» DO THIS
Rewrite the records below, replacing each occurrence of "outline" with "contour" and leaving everything else unchanged. Omit the pictures from your answer.

» ITEMS

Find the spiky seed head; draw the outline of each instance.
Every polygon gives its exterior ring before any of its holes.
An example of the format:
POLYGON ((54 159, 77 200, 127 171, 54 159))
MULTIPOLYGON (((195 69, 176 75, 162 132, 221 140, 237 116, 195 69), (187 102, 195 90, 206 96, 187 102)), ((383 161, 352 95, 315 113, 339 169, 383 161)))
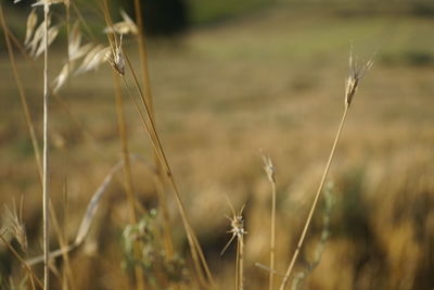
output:
POLYGON ((264 162, 264 171, 267 174, 268 180, 270 182, 276 184, 276 168, 275 165, 272 164, 272 161, 269 156, 261 155, 263 162, 264 162))
POLYGON ((116 43, 113 45, 112 50, 107 52, 105 58, 108 61, 110 65, 112 65, 113 70, 115 70, 116 73, 123 76, 125 75, 125 60, 122 51, 122 40, 123 35, 120 35, 119 46, 117 46, 116 43))
POLYGON ((345 106, 349 108, 353 98, 356 94, 360 80, 373 64, 372 58, 361 66, 357 66, 356 60, 353 58, 353 51, 349 52, 349 73, 345 84, 345 106))

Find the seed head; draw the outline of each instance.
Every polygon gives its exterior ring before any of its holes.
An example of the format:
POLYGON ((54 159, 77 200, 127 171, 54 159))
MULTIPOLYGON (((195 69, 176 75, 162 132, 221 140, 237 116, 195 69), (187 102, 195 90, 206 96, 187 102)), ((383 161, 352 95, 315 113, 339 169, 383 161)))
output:
POLYGON ((110 65, 112 65, 113 70, 116 71, 119 75, 125 75, 125 60, 124 54, 122 51, 122 40, 123 35, 120 35, 119 46, 112 45, 112 51, 107 52, 105 55, 106 60, 108 61, 110 65))
POLYGON ((345 84, 345 105, 352 104, 353 98, 356 94, 360 80, 365 77, 369 68, 373 64, 372 58, 362 66, 358 66, 353 59, 353 51, 349 52, 349 75, 345 84))

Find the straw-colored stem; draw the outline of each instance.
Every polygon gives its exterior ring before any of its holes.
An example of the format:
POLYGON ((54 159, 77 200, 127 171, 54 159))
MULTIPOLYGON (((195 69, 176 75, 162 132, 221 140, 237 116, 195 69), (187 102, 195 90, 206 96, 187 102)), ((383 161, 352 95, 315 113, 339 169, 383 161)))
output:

» ANSWER TO THE TASK
Find the spiky seed head; draw the contour of each instance.
Every polygon gives its exterior ring before any of its holes.
An example of the format:
POLYGON ((54 159, 77 200, 127 171, 54 159))
MULTIPOLYGON (((195 69, 176 75, 162 132, 221 140, 237 116, 195 69), (187 102, 195 90, 206 96, 187 102)), ((383 161, 352 95, 315 113, 339 169, 383 161)))
output:
POLYGON ((264 162, 264 171, 267 174, 268 180, 270 182, 276 184, 276 168, 275 165, 272 164, 272 161, 269 156, 261 155, 263 162, 264 162))
POLYGON ((116 43, 113 45, 112 50, 107 52, 105 58, 108 61, 110 65, 112 65, 113 70, 115 70, 116 73, 123 76, 125 75, 125 60, 122 51, 122 40, 123 35, 120 35, 119 46, 117 46, 116 43))
POLYGON ((345 106, 349 108, 353 98, 356 94, 360 80, 373 64, 372 58, 361 66, 357 66, 356 60, 353 58, 353 51, 349 52, 349 73, 345 84, 345 106))

Find the seed head; draw the contour of each instance.
Every polygon gives its exterior ring before any of its holes.
An example of the format:
POLYGON ((54 159, 77 200, 127 171, 54 159))
MULTIPOLYGON (((195 69, 176 75, 162 132, 221 140, 237 116, 195 69), (187 102, 195 90, 206 96, 187 102)), ((383 161, 352 95, 315 113, 339 169, 383 161)))
output:
POLYGON ((110 65, 112 65, 113 70, 116 71, 119 75, 125 75, 125 60, 124 54, 122 51, 122 40, 123 35, 120 35, 119 46, 112 45, 112 51, 107 52, 105 55, 106 60, 108 61, 110 65))
POLYGON ((345 84, 345 105, 352 104, 353 98, 356 94, 360 80, 365 77, 369 68, 373 64, 372 58, 362 66, 358 66, 353 59, 353 51, 349 52, 349 75, 345 84))

Find the straw-colored stem; draw the contour of each instance.
Every polygon gives its exterior ring before any of its holes.
An example of the format:
POLYGON ((54 159, 77 200, 127 171, 54 159))
MULTIPOLYGON (((195 69, 176 75, 162 132, 221 140, 237 116, 195 69), (187 102, 195 90, 206 96, 187 102)), ((383 161, 352 95, 315 113, 339 169, 383 161)))
output:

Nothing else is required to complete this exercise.